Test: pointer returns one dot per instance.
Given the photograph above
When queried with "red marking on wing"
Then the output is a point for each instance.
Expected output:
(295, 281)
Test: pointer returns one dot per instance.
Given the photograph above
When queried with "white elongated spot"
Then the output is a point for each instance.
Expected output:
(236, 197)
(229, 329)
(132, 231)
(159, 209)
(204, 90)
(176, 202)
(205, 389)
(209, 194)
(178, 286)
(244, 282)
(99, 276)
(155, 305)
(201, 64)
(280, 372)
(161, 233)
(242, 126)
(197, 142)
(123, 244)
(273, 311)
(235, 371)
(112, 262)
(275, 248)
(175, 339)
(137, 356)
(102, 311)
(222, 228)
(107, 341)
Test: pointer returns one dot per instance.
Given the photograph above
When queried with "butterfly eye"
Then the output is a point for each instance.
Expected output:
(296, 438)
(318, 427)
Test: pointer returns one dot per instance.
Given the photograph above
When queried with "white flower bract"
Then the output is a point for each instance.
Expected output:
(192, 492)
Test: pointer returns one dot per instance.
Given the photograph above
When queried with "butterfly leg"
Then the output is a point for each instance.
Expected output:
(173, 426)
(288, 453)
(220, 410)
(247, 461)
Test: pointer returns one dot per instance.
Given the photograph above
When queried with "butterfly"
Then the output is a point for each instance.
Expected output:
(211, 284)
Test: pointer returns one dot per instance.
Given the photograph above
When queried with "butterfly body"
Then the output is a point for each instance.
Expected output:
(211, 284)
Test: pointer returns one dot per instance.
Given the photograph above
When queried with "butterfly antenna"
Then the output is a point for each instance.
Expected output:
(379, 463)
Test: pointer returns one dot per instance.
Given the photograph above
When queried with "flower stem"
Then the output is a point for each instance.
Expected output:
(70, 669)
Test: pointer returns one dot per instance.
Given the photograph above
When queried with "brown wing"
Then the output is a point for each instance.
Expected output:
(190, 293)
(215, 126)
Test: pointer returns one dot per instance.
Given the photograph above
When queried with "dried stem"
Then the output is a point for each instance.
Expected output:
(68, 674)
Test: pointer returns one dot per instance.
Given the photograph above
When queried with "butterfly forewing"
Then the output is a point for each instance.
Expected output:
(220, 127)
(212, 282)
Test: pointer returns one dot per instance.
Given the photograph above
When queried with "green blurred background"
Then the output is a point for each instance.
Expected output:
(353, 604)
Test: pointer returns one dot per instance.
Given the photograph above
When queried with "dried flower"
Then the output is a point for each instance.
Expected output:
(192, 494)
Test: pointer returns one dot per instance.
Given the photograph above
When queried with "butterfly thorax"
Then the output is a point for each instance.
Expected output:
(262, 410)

- _Given problem_:
All records above must be set down exactly, please.

- _Full output_:
Test: pointer returns one dot per instance.
Given the photograph above
When queried with "red marking on wing"
Then the output is a point for each instance.
Expected output:
(295, 281)
Test: pointer returns one dot per instance.
Given the photograph above
When queried with "white elongated spot"
Then the output is a point for each instance.
Expected output:
(236, 197)
(229, 329)
(132, 231)
(159, 209)
(204, 90)
(176, 202)
(205, 389)
(209, 194)
(178, 286)
(244, 282)
(99, 276)
(155, 305)
(201, 64)
(280, 372)
(161, 233)
(242, 126)
(197, 142)
(123, 244)
(273, 311)
(235, 371)
(112, 262)
(275, 248)
(175, 339)
(137, 356)
(102, 311)
(222, 228)
(107, 341)
Test: pointer returns one dot per instance.
Given the photograph above
When queried with "butterfly eye"
Then the output is a point for each instance.
Expected output:
(296, 438)
(318, 427)
Test: pointer returns one dot per instance.
Given the photograph above
When queried with "white flower bract"
Then the output is a point for each instance.
Expected output:
(192, 492)
Test: pointer returns one dot per instance.
Given the photograph above
When queried with "butterfly leg"
Then the output is a point for each instance.
Expected output:
(173, 426)
(288, 453)
(220, 410)
(247, 461)
Test: pointer returns one dot per instance.
Given the photograph above
When queried with "butterfly"
Then the output is a point for each instance.
Expected output:
(211, 284)
Test: pointer returns one dot per instance.
Given the photograph above
When queried with "butterfly body"
Then the output is a point for each instance.
Expected output:
(211, 284)
Test: pointer returns one dot per instance.
Given the photograph above
When queried with "butterfly antenna"
Then the output is a point for each instance.
Expected output:
(379, 463)
Test: pointer returns one dot per instance.
Given the photograph above
When queried with "flower stem"
Then the output is a point for each instance.
Expected output:
(70, 669)
Test: pointer returns one dot per instance.
Given the photograph above
When queried with "brown wing"
Then the output is a point for each instance.
Expected output:
(190, 293)
(215, 126)
Test: pointer returns one dot per instance.
Given the photograph above
When queried with "dried stem"
Then the output is a point for each instance.
Expected output:
(68, 674)
Test: pointer returns one dot per instance.
Given the photograph above
When queried with "butterfly forewing"
Then the output is a point for each instance.
Expected output:
(220, 127)
(212, 282)
Test: pointer returns one dot per instance.
Given the photograph above
When queried with "green blurred background"
Then the output is a point for each instance.
Expected output:
(353, 604)
Test: pointer returns one dot per instance.
Given the photograph above
When queried with "dried flower"
Then the output is a point for each instance.
Expected output:
(192, 494)
Test: pointer returns one dot per instance.
Given the photograph above
When queried with "butterfly thorax"
Then the output is a point for each instance.
Expected output:
(262, 410)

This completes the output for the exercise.